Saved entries
......

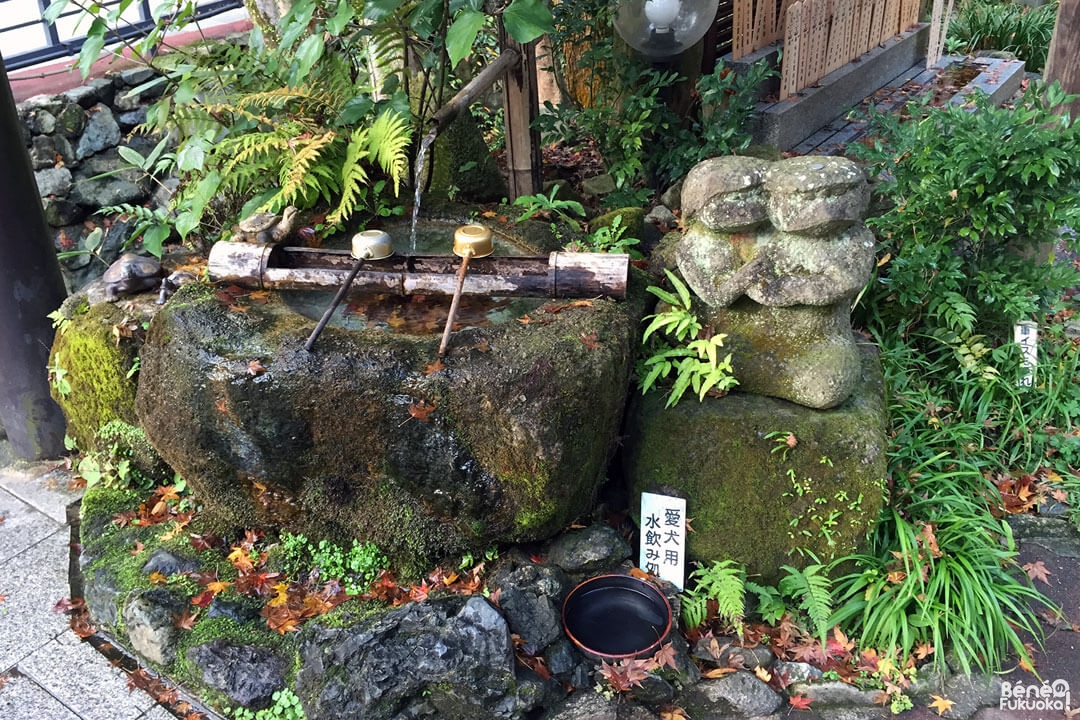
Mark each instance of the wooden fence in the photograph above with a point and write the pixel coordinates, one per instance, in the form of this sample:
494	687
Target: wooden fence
820	36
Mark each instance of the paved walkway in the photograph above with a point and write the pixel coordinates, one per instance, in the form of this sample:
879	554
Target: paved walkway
45	671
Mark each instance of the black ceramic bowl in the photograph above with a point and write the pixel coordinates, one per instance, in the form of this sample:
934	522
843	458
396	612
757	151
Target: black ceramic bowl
617	616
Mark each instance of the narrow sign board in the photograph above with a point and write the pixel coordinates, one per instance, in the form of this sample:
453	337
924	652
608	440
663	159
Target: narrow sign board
663	538
1026	335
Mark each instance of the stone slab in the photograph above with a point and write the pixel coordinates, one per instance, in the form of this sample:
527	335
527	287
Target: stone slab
42	486
787	122
21	698
21	527
32	582
96	692
1000	79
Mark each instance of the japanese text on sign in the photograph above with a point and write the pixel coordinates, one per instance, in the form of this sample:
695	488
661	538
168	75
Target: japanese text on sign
1026	335
663	537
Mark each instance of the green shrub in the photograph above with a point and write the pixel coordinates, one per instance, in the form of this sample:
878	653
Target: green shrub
974	201
1004	25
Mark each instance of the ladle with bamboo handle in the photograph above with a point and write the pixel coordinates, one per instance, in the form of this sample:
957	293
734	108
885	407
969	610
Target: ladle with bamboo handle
470	241
366	245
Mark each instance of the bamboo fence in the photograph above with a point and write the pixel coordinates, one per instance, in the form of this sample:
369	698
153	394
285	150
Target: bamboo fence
820	36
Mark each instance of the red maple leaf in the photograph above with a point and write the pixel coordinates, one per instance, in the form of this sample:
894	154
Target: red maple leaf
799	702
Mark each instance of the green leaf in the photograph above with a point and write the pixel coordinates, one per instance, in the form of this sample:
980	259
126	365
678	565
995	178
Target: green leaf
345	13
191	157
527	19
92	46
462	34
132	157
308	54
53	11
377	10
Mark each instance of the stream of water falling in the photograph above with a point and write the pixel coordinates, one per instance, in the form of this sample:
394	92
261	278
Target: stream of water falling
418	179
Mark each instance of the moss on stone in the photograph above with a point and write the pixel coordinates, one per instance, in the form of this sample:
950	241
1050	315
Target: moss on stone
753	498
97	364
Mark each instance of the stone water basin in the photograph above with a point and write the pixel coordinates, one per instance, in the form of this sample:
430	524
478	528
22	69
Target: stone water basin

......

### Short exercise:
Copy all of the records above line for line, without any change, and leave the pictures out of your copy.

### Completed task:
Mark each instance of the wooden fence in the photograph above with a point and write the pixel coordinates, one per instance, in the form of this sample:
494	687
Target: wooden fence
820	36
Mark each instance of the paved walkway in the photograph above with a point and write the pixel coordinates, one per instance, in the form of this sample:
879	554
Target: paved walkway
45	671
Mark each instance of the black ceramic bowl in the photograph above with a point and write the pixel coordinates, one per instance, in the form of this sample:
934	522
843	458
396	612
757	151
Target: black ceramic bowl
617	616
Mark each instance of the narrow sign board in the photograph above with a point and write the pixel coordinates, one per instance, in the form of this sample:
453	337
924	652
608	440
663	159
Target: narrow sign board
663	538
1026	335
Mark each instance of the stone slab in the photograph above with a point and write the pixel coordinates, one per instance, in the form of this sample:
527	335
527	287
Target: stone slab
42	486
787	122
21	698
21	527
32	582
96	692
1000	79
Mark each instance of the japanese text on sign in the photograph above with a point and write the pixel coordinates, one per instance, in the form of this sample:
695	488
661	538
168	75
Target: japanese text on sign
1026	335
663	537
Mark each instance of the green shrub in the photograph above with a point and write the pixel coordinates, one per instance, in the form of this sample:
878	653
Target: green shrub
974	201
1004	25
Mark each instance of the ladle with bamboo handle in the photograph above with a point and write the pixel coordinates, one per instance, in the form of this sample:
957	293
734	108
885	407
969	610
Target: ladle with bamboo handle
470	241
366	245
Mark each instance of the bamboo fence in the photograph above with a point and write the pixel coordinates, one per instance, in the form of this sample:
369	698
153	394
285	150
Target: bamboo fence
820	36
Mark each instance of the red maple leaf in the photograph above with a point and write the pixel coordinates, one per instance, in the form of this sample:
894	154
Target: red maple leaf
799	702
Mark each instance of the green leaf in the photograph above with a point and write the pixel coordinates, one per instance, in the form of this sample:
980	259
126	365
678	565
995	178
Target: green leaf
345	13
191	157
527	19
92	46
462	34
132	157
308	54
53	11
377	10
Mark each instance of the stream of water falling in the photograph above with a point and write the pixel coordinates, one per instance, in the form of this sample:
394	92
261	278
Target: stream of water falling
418	179
Mark each instance of the moss on stone in the photograph above with a point and write the pixel coordinates, one per instance, in the form of this sample:
950	241
1050	315
Target: moss on stone
753	498
97	364
Mark each instance of the stone water basin in the photograph above with a point and write the pixel coordinates, one per instance, in the form of this sample:
430	524
478	528
22	69
Target: stone water basin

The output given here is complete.